◆ **SUPPLIED DATA**:
--- --- ---

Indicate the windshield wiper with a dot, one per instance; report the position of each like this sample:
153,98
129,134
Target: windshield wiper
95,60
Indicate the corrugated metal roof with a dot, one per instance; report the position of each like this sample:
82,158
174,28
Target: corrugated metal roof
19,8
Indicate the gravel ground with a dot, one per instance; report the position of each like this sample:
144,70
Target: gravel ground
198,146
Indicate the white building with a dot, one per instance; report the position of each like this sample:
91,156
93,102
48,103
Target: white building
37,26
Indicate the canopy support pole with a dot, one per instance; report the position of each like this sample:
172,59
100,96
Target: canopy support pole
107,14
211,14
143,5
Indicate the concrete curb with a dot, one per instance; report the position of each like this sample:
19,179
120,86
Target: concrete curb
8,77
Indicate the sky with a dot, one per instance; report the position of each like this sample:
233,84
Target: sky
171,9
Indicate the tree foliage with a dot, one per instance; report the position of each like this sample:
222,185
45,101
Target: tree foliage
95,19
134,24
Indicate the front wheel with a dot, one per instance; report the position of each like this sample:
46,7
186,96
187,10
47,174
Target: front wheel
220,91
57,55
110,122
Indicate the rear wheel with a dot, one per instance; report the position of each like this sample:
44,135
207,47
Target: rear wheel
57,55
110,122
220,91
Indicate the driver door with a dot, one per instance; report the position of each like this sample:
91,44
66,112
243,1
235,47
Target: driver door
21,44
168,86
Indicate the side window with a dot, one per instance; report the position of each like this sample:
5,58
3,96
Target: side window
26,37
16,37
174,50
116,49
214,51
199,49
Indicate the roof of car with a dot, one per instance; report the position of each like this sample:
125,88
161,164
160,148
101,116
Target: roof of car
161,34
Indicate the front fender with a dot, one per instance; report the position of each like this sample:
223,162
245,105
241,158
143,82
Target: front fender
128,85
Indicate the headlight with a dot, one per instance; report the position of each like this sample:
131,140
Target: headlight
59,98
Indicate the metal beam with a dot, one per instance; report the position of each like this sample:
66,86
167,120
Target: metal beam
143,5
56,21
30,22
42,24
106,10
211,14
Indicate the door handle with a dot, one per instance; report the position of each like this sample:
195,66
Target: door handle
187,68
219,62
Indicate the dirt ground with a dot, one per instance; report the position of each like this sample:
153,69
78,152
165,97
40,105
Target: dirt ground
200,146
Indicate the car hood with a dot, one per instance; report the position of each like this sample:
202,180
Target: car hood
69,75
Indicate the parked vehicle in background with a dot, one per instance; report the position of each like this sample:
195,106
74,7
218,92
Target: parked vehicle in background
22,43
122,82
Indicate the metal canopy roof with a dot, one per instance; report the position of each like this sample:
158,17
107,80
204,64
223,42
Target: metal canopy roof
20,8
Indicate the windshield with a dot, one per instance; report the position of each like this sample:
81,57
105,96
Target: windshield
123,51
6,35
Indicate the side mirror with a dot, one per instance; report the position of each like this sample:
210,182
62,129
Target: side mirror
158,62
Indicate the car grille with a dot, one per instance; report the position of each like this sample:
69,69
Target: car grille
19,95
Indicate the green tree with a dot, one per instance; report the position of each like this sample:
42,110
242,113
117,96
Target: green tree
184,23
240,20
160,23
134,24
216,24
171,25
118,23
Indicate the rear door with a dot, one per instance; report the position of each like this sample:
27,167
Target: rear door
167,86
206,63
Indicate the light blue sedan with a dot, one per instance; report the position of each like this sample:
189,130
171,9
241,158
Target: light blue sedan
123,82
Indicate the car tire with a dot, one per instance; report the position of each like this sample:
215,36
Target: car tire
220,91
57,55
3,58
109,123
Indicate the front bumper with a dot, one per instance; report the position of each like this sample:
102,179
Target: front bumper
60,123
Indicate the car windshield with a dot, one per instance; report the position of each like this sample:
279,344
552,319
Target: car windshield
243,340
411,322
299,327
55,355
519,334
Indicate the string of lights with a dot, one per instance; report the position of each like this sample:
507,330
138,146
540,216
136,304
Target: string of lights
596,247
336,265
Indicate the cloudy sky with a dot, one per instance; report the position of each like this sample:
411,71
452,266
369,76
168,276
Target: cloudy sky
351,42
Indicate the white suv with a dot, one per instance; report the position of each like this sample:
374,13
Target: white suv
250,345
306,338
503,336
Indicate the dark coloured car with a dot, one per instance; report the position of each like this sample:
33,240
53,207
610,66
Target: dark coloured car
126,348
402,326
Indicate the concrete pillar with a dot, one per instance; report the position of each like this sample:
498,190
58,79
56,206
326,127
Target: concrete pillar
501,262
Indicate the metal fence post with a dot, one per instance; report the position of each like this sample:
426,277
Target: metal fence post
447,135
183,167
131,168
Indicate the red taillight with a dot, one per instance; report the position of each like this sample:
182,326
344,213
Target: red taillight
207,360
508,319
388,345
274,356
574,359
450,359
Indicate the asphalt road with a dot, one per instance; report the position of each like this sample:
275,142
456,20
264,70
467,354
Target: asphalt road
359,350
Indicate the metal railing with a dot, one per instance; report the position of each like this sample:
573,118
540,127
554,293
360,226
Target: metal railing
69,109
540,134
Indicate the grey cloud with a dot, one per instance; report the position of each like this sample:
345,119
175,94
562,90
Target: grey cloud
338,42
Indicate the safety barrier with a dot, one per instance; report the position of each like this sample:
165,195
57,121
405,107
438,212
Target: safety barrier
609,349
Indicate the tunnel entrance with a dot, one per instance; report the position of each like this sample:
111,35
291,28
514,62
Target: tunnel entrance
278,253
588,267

--- --- ---

◆ **TASK INSTRUCTIONS**: From the listing above, extract every line exactly as it stands.

◆ **ANSWER AREA**:
Indicate the windshield wiper with a dot, one per instance; report the position of each like this sample:
153,98
129,134
Target: windshield wiper
95,60
Indicate the corrugated metal roof with a dot, one per instance; report the position of each like this sample:
82,158
174,28
Target: corrugated metal roof
19,8
Indicate the gravel ground with a dot, one per instance; report the position of each like this sample:
144,70
Target: gravel ground
198,146
Indicate the white building with a dot, one per instance; report the position of each like this sample:
91,156
93,102
48,103
Target: white building
37,26
Indicate the canopy support pole with a dot, one per instance; report the position of each like this sample:
172,59
100,96
Target: canopy support pole
107,14
211,14
143,5
Indicate the concrete curb with a dot, one per instance; report the position of each like this sample:
19,179
120,86
Target: concrete curb
8,77
Indicate the sky with a dot, one per instance; report the position of each like this sample:
233,84
Target: sky
171,9
Indicate the tree foliage with a dot, one per instance; report the position of each like this sample:
222,185
45,101
Target: tree foliage
95,19
134,24
Indicate the front wheel with a dot, one per instance; report the position of each like this sample:
46,7
186,96
187,10
47,174
Target: front wheel
220,91
57,55
110,122
Indicate the rear wheel with a dot, one per instance; report the position of each like this sample:
44,135
207,47
Target: rear wheel
57,55
110,122
220,91
Indicate the driver door with a dot, one per instance; report the position of each like this sample:
91,44
66,112
243,1
235,47
Target: driver door
21,44
168,86
Indicate the side window with a dot, one per instance; report the position of each like this sample:
5,58
3,96
Target: side window
26,37
16,37
174,50
116,49
214,51
199,49
Indicate the roof of car with a dot, one per instance; report the position of each like this sample:
125,88
161,164
160,148
101,116
Target: roof of car
161,34
Indicate the front fender with a dot, one per instance; report the position of each like this sample:
223,162
245,105
241,158
143,82
Target: front fender
128,85
Indicate the headlight with a dot, one per instance; report the position of each like this sample:
131,140
Target: headlight
59,98
Indicate the metal beam with a dot, one per instance; report the position of each like this sample:
66,86
167,120
Target: metal beam
143,5
56,21
30,22
42,24
106,10
211,14
Indicate the door handle with a dot, one per instance; report the position of each like this sample:
195,66
Target: door handle
187,68
219,62
Indicate the dirt ground with a dot, one per instance; report the position of each like this sample:
153,69
78,152
165,97
40,105
Target: dirt ground
200,146
Indicate the car hood with a dot, one per instance; report the position of each like this sample:
202,180
Target: car hood
69,75
Indicate the parked vehicle in background with a dot, one per instance; report the position of each like this sample:
195,106
74,7
218,92
Target: parked vehicle in background
22,43
122,82
Indicate the metal canopy roof with a dot, one per instance; report the position of each like this sample:
158,17
107,80
204,64
223,42
Target: metal canopy roof
20,8
Indicate the windshield with a dot, one per instance; report the position of each like this sample:
81,57
105,96
Target: windshield
123,51
6,35
Indicate the side mirror with a dot, one per instance; report the position of each like this sample:
210,182
62,129
Target: side mirror
158,62
Indicate the car grille with a dot, one per instance; report the position of each like this sample:
69,69
Target: car grille
19,95
Indicate the green tree with a dot, one per instance; report the position of each like this sample:
42,110
242,113
117,96
Target: green tree
184,23
240,20
160,23
134,24
216,24
171,25
118,23
Indicate the rear door with a dot, one per instance; report the position of each like this sample:
27,167
Target: rear door
167,86
206,63
Indicate the light blue sedan with a dot, one per instance; report the position of each like this sample:
189,130
171,9
241,158
Target: light blue sedan
123,82
Indicate the car tire with a dot, one per instance; report the position of each like this sample:
215,36
Target: car tire
220,91
57,55
3,58
109,123
Indicate the front bumper with a dot, one per instance; report the position of each like this sample:
102,179
Target: front bumper
60,123
Indicate the car windshield with a dot, one per instance; report the position of each like this sample:
279,344
552,319
Target: car windshield
243,340
411,322
299,327
55,355
519,334
Indicate the string of lights with a dot, one per instance; report the position of each like this sample:
507,330
138,146
540,216
136,304
Target: string of lights
596,247
336,265
Indicate the cloudy sky with a dot, one per instance; report the position of each like this sample:
411,71
452,266
369,76
168,276
Target: cloudy sky
351,42
Indicate the white suv with a dot, one per instance; report the position of each like this sample:
374,13
Target: white suv
250,345
306,338
503,336
Indicate the dark coloured car with a dot, one per instance; report the position of each like this sample:
33,240
53,207
610,66
Target: dark coloured car
126,348
402,326
Indicate the concrete pillar with a dot, one per instance; report the position of each like this sample:
498,190
58,79
56,206
326,127
Target: concrete pillar
501,262
Indicate the metal fence post with a dot, one per instance; report the position of each like this sample:
426,277
Target: metal fence post
447,135
183,167
131,168
Indicate the red taillight with a dot, one per instance; report the position of each like this sample:
182,326
344,213
Target: red taillight
207,360
508,319
388,345
274,356
574,359
450,359
Indicate the asphalt road with a dot, one per instance; report the position of each like this sample:
275,142
456,20
264,70
467,354
Target: asphalt road
359,350
Indicate the metal railing with a dot, one per instance; report the position of each like this sample:
573,118
540,127
554,293
360,226
Target: metal railing
69,109
540,134
Indicate the grey cloud with a dot, one per instance; report the position of each like this sample:
345,119
175,94
562,90
Target: grey cloud
338,42
Indicate the safety barrier with a dot, one per instance; report the position of each like this sample:
165,195
57,121
405,107
438,212
Target: safety barrier
609,349
Indicate the tunnel entrance with a dot, one per instance; report the position of each like this sample:
111,35
291,28
514,62
Target: tunnel entrance
278,253
588,267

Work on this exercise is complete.